OBJECTIVE: How many lines in the data below contain the string "green"? Reply with the number alone.

DATA ROWS:
╭──

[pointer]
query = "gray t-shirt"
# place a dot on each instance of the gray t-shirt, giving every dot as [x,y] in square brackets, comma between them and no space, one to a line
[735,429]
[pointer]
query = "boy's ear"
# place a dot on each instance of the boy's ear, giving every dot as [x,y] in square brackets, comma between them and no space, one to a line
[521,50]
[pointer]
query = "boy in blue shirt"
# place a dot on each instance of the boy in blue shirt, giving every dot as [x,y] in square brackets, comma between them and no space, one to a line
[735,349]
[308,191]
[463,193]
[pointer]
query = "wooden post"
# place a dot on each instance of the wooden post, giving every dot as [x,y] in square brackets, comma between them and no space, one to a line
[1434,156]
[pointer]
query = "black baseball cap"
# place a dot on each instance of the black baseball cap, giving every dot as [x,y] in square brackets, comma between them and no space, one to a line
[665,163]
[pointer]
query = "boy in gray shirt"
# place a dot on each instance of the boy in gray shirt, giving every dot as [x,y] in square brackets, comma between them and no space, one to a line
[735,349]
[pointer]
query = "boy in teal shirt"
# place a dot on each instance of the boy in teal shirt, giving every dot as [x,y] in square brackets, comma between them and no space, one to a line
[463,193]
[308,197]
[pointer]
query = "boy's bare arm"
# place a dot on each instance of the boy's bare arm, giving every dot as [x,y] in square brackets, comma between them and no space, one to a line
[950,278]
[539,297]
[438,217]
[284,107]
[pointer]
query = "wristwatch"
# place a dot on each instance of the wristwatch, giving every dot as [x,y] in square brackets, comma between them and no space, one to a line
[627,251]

╰──
╭──

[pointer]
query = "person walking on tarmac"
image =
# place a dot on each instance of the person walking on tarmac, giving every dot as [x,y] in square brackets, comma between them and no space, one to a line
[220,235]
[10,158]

╰──
╭──

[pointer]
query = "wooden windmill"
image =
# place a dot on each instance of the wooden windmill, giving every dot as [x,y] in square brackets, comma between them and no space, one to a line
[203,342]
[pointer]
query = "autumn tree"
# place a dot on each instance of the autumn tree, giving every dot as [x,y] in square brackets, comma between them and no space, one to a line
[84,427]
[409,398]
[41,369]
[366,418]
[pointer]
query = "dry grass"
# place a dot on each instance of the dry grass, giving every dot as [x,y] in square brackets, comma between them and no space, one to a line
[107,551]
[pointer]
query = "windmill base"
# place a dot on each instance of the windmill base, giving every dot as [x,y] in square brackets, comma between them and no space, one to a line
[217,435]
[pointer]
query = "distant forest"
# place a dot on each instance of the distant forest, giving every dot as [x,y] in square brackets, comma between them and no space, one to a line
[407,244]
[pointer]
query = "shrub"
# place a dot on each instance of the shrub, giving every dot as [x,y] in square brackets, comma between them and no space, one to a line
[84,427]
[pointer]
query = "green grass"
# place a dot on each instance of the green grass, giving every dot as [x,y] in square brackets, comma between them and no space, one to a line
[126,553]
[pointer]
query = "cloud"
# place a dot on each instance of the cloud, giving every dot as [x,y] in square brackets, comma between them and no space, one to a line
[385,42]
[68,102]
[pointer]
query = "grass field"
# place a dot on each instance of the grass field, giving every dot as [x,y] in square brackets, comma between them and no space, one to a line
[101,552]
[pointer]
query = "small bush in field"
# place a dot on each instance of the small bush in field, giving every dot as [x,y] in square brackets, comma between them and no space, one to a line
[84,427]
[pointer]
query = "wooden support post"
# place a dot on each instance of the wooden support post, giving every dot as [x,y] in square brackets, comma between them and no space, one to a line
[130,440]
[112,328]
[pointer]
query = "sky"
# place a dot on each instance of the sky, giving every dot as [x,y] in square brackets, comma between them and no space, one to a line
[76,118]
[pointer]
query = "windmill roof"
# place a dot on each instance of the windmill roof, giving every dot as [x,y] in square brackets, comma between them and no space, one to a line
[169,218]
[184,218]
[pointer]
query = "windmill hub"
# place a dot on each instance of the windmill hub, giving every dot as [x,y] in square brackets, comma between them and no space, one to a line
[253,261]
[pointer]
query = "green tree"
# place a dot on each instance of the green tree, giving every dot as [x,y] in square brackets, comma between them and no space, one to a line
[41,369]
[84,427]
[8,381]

╰──

TASK RESULT: 4